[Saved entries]
---*---

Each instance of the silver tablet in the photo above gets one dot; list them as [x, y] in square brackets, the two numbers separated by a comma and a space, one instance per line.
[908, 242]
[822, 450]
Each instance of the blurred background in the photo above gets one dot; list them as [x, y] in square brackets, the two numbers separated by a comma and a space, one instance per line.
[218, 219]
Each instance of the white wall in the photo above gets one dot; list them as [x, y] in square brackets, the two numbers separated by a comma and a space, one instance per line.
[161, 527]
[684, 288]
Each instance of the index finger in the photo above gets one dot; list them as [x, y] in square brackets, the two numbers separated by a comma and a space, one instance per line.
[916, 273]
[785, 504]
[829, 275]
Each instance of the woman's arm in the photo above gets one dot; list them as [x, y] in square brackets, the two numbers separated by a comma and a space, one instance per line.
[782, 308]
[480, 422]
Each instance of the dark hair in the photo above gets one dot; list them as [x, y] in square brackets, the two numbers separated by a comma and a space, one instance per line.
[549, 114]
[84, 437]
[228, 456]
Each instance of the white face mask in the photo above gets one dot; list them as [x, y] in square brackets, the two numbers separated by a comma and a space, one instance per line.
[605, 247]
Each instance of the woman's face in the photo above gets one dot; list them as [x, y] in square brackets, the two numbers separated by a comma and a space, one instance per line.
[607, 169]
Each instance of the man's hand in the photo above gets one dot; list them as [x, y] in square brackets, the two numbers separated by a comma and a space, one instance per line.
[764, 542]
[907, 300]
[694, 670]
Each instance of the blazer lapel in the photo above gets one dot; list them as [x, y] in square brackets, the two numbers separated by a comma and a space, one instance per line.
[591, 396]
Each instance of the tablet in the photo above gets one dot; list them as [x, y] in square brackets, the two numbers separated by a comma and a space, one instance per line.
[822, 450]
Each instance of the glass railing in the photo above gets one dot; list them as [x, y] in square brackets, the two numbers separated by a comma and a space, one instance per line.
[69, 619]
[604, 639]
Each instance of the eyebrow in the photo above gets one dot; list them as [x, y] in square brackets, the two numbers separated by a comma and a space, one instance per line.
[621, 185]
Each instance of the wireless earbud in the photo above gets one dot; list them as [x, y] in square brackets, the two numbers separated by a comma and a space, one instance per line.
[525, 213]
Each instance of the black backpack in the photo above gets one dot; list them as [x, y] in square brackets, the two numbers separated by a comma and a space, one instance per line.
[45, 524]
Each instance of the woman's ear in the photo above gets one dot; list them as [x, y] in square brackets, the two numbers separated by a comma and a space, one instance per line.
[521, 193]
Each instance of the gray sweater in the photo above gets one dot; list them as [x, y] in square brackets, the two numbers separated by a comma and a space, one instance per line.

---*---

## What is expected
Reproduce every row above, substituting "one point" for "one dot" wherever it occurs and keeping everything else the same.

## Final result
Each instance of the silver tablet in the photo above gets one point; list them as [x, y] in square brackets, the two numbers separated by a comma and a space, one instance per line.
[908, 242]
[822, 450]
Each instance of the blurred background in the photo above gets one point; list them as [x, y] in square brackets, the two numbers separated by a comma and a space, one instance per line.
[218, 219]
Each instance of the white wall in the photo above gets one point; list them as [x, y] in square brackets, the two numbers separated by a comma and a space, one instance per line.
[161, 527]
[684, 288]
Each instance of the index finger in the photo above gets one point; list them as [x, y] in square brackets, the two numbers separated by a comma and a space, one instance per line.
[916, 273]
[785, 504]
[829, 275]
Each instance of the woman's arm in the photo above gets one point; list them as [x, y] in square brackets, the two numbers separated by a comma and a space, one instance per line.
[782, 308]
[480, 422]
Each instance of the dark hair in the photo above gets one point; list them as [x, y] in square brackets, the two numbers separated by a comma and a space, one instance per line.
[549, 114]
[84, 437]
[228, 456]
Each instance of the white face mask in the photo above gets one point; list them as [x, y] in square brackets, the two numbers separated by a comma and a space, one instance per line.
[605, 247]
Each instance of the woman's face in the photo above gets one point; list them as [x, y] in square brackets, the two numbers separated by a comma and a space, one instance per line.
[607, 169]
Each instance of the man's hand in the photo above gets one point; list them as [x, y] in square brackets, the two numbers separated by a comma and a space, one instance per line.
[764, 542]
[907, 300]
[694, 670]
Each instance of the blazer lapel in the photo above gets one point; list them as [x, y] in square brackets, the two numbers separated by a comma and a space, one instance per line.
[591, 396]
Each instance of the tablet in the photo above gets one point; list them as [x, y] in square brackets, the two numbers separated by a comma and a space, one instance per line.
[822, 450]
Each instance of the glass railing in the photo above gets one point; list them as [x, y] in square brackets, the two numbers separated by a comma and a space, one instance per line.
[69, 619]
[604, 639]
Each instance of the eyebrow in the photo above gets one point; list them as [x, y] in square brackets, the two numbers separated by a comma and a space, one instance per line.
[621, 185]
Each instance of the wireless earbud in the photo above gets one point; list them as [x, y] in square brackets, the two numbers separated by a comma and a space, one instance per line.
[525, 213]
Each instance of the black backpack in the photo above gets one point; list them as [x, y] in square brackets, the two numbers separated by a comma and a space, one instance per line.
[45, 524]
Each instance of the woman's ear in the photo above gets one point; list them as [x, y] in square brackets, the two numbers separated by a comma and a space, one instance per line.
[521, 193]
Each instance of the gray sweater in the photo above gets one point; list them as [x, y] in square brackets, the two numbers separated by a comma and a space, one instance per line.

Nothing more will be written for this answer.